*PASSAGE GIVEN*.
▼

Friday, November 9, 2012

Off the Beaten Track: Food Spies and Illicit Barbecue



Leah Andrews lived and traveled in China for two years and has backpacked through Europe and Asia. She repaired shoes and pants with thread and duct tape, and learned how to sleep sitting up on packed trains in order to see interesting places and try new things and she would do it again in a heartbeat. At the moment her days are spent in an office, behind a desk building and maintaining websites. In the evenings she tries out new recipes and reads travel books and blogs; dreaming of prayer flags dancing in the wind and the enticing smell of spices from street food stalls.  All images used in this post are hers, as well.


Being a food spy is the best form of espionage. One time, while standing in line to file my work visa paperwork in Hong Kong, I was enlisted by a German chef who worked at a hotel in Mainland China.

For the next three days we wandered from hotel to hotel to see how they had their buffets set up, what they were serving, how they were prepared and displayed. We had tea at the Shangri La, tested out the soup, salad and noodle bar lunch and the view at the Hyatt, and walked through a number of hotel buffets pretending to be a couple who couldn’t make up their minds.

▲

*WHAT TO DO*.
- a) Retype the passage on food spies, starting at "Off the Beaten" and ending at "in Mainland China.".
- b) List each distinct geographic name (a continent, country, region, or city) that appears in the passage on food spies, excluding hotel names.

*RECORD SET*.
▼

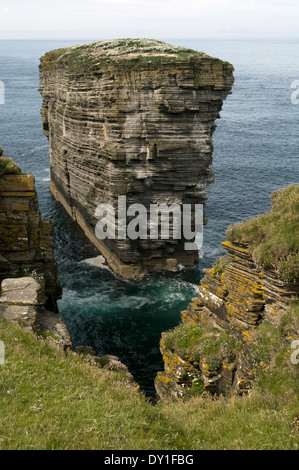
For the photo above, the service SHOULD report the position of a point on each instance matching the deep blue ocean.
(255, 151)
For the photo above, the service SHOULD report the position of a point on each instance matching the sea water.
(255, 152)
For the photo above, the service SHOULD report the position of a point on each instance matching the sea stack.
(133, 118)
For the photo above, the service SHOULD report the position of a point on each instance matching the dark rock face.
(25, 238)
(135, 119)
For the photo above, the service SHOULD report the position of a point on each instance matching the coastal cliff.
(246, 309)
(131, 118)
(28, 272)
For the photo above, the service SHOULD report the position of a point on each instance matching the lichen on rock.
(242, 315)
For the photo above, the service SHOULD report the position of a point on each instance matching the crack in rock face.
(132, 118)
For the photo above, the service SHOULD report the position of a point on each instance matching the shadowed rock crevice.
(131, 118)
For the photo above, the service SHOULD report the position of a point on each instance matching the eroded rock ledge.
(133, 118)
(28, 272)
(241, 316)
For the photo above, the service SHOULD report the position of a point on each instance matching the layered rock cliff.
(243, 313)
(131, 118)
(26, 247)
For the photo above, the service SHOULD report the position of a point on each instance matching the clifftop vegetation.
(272, 238)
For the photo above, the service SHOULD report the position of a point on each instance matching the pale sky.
(181, 19)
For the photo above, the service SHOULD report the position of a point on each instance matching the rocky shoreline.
(131, 118)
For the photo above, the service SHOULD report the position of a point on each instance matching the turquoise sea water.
(255, 152)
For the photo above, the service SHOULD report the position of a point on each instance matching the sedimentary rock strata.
(26, 247)
(131, 118)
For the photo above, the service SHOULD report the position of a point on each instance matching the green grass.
(273, 238)
(55, 399)
(8, 166)
(197, 342)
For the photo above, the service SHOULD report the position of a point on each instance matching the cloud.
(149, 18)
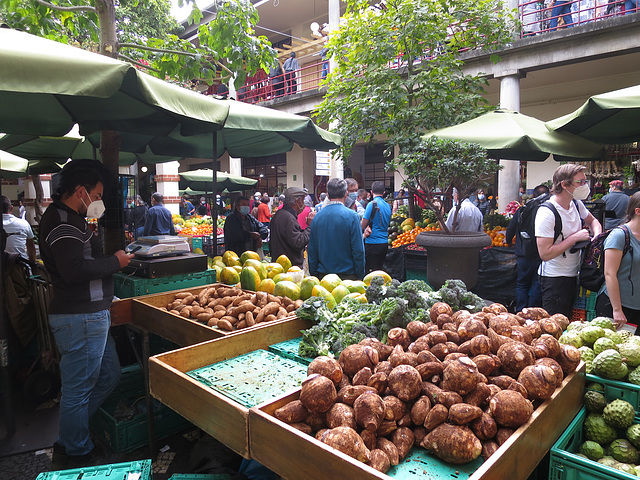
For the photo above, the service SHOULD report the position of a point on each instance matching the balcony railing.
(537, 17)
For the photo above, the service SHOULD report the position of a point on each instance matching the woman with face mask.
(242, 231)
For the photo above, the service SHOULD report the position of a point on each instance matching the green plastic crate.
(127, 286)
(289, 349)
(252, 378)
(127, 435)
(615, 389)
(103, 472)
(566, 465)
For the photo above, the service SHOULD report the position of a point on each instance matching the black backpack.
(592, 268)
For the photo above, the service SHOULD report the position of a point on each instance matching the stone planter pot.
(452, 256)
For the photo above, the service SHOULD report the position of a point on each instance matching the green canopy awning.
(511, 135)
(612, 117)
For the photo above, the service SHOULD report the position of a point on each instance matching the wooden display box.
(216, 414)
(269, 439)
(148, 313)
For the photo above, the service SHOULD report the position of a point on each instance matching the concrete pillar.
(167, 183)
(509, 176)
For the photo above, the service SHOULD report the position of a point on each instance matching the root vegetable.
(318, 393)
(453, 444)
(405, 382)
(347, 441)
(369, 411)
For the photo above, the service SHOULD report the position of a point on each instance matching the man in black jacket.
(243, 232)
(79, 310)
(287, 237)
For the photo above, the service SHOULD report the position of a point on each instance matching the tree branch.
(79, 8)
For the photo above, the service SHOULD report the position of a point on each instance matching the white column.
(509, 176)
(167, 183)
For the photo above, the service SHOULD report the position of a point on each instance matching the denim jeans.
(561, 8)
(528, 292)
(90, 370)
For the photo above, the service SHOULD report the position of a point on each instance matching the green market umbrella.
(511, 135)
(612, 117)
(201, 180)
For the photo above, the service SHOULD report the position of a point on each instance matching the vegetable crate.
(140, 470)
(126, 286)
(515, 459)
(221, 416)
(615, 389)
(119, 422)
(564, 464)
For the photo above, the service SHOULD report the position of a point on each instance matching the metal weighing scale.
(163, 255)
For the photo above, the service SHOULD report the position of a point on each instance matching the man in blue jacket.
(335, 244)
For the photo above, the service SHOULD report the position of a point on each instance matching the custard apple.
(596, 429)
(619, 414)
(603, 344)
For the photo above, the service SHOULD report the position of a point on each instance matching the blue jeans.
(528, 292)
(90, 370)
(561, 8)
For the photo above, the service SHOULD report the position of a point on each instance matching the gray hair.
(336, 188)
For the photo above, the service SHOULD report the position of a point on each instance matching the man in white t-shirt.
(19, 233)
(559, 268)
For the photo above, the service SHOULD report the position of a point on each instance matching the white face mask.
(582, 192)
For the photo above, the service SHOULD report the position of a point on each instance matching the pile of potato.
(457, 386)
(231, 308)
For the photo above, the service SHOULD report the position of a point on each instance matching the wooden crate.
(269, 438)
(148, 313)
(219, 416)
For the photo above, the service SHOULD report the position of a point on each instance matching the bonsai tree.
(436, 164)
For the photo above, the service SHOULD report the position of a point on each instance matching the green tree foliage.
(399, 68)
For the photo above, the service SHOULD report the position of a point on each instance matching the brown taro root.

▲

*ANSWERS BY TASK*.
- a)
Off the Beaten Track: Food Spies and Illicit Barbecue



Leah Andrews lived and traveled in China for two years and has backpacked through Europe and Asia. She repaired shoes and pants with thread and duct tape, and learned how to sleep sitting up on packed trains in order to see interesting places and try new things and she would do it again in a heartbeat. At the moment her days are spent in an office, behind a desk building and maintaining websites. In the evenings she tries out new recipes and reads travel books and blogs; dreaming of prayer flags dancing in the wind and the enticing smell of spices from street food stalls.  All images used in this post are hers, as well.


Being a food spy is the best form of espionage. One time, while standing in line to file my work visa paperwork in Hong Kong, I was enlisted by a German chef who worked at a hotel in Mainland China.

- b) China, Europe, Asia, Hong Kong, Mainland China